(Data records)

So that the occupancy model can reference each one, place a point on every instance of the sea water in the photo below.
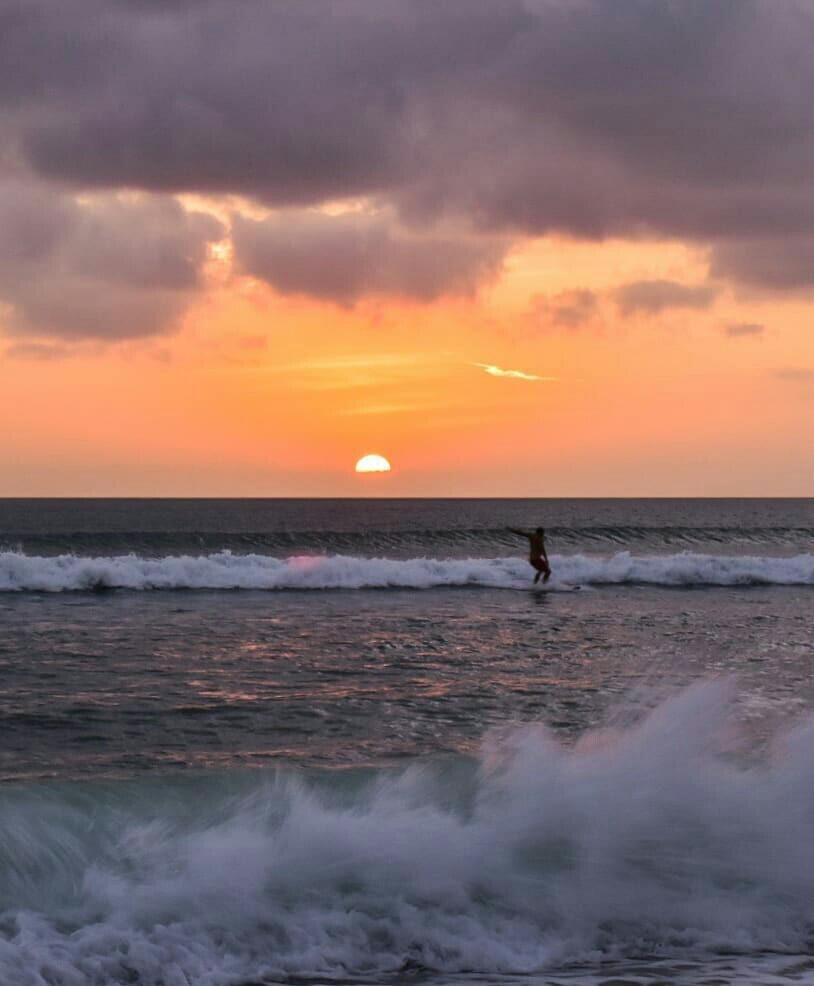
(347, 741)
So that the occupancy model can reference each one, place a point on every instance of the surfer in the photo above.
(538, 559)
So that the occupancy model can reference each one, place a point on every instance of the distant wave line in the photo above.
(20, 572)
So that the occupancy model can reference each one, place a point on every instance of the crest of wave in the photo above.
(225, 570)
(653, 839)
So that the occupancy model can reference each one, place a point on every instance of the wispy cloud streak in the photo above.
(496, 371)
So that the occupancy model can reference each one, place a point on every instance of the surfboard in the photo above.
(555, 587)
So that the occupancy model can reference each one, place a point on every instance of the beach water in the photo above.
(322, 741)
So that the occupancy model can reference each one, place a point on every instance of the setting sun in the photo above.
(373, 463)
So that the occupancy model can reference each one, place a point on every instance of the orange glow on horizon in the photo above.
(263, 395)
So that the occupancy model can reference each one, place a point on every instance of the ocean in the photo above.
(347, 741)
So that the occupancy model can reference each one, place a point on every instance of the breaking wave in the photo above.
(21, 572)
(650, 840)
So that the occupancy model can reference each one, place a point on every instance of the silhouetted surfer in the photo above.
(537, 554)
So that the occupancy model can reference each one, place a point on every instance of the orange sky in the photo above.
(258, 394)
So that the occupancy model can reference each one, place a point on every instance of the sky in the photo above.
(520, 247)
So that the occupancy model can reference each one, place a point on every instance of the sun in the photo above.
(373, 463)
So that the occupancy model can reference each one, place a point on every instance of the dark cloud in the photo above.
(567, 308)
(105, 268)
(346, 257)
(741, 329)
(656, 296)
(592, 118)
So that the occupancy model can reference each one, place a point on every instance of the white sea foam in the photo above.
(648, 840)
(225, 570)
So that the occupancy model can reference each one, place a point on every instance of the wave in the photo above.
(649, 840)
(20, 572)
(403, 542)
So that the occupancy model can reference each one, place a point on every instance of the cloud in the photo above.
(350, 256)
(496, 371)
(653, 297)
(106, 268)
(742, 329)
(569, 309)
(521, 117)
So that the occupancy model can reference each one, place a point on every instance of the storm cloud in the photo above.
(344, 258)
(594, 119)
(103, 268)
(653, 297)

• **Exercise details**
Quote, word for word, every line starting at the one that contains "streak in the photo above." and ending with the final line of the entries.

• **Solution to this exercise**
So that the occupancy model can reference each one, place a point on every instance of the wispy cloud streak in the photo above.
(496, 371)
So that the occupancy model can reference each one, place a point on every instance of the surfboard in the photo above.
(555, 587)
So that the occupancy model can reference each one, place a point on every instance of the beach water in the photo above.
(322, 741)
So that the occupancy model can reference each one, place a point on every instance of the setting sun in the photo above.
(373, 463)
So that the occupancy model can reference each one, place a point on every instance of the orange glow on horizon in the photo above.
(263, 395)
So that the occupancy model can reference each one, place a point on every instance of the ocean in the photo above.
(347, 741)
So that the occupancy model can reference each one, place a point on every instance of the breaking wave in the photo above.
(21, 572)
(650, 840)
So that the occupancy model can reference each one, place a point on every instance of the silhouetted surfer in the photo above.
(537, 554)
So that the occupancy model can reference each one, place a point on every instance of the orange sky in the photo above.
(258, 394)
So that the occupancy model can reference each one, place a point on every instance of the sky in the photo above.
(520, 247)
So that the occupancy model can reference each one, place a point on every instance of the sun in the photo above.
(373, 463)
So that the occupancy model can reference each one, place a point on every instance of the dark cloud in the photo above.
(567, 308)
(105, 268)
(346, 257)
(741, 329)
(656, 296)
(592, 118)
So that the occupancy model can reference each one, place a point on every instance of the white sea foam in the photo above.
(648, 840)
(225, 570)
So that the occupancy model can reference each one, place a point on every instance of the wave in the photo above.
(649, 840)
(20, 572)
(403, 542)
So that the occupancy model can reference each one, place a point on every instance of the cloud in the photo above.
(350, 256)
(496, 371)
(653, 297)
(106, 268)
(742, 329)
(569, 309)
(521, 117)
So that the occupancy model can reference each one, place a point on every instance of the storm cloud in the photo above.
(344, 258)
(594, 119)
(103, 268)
(653, 297)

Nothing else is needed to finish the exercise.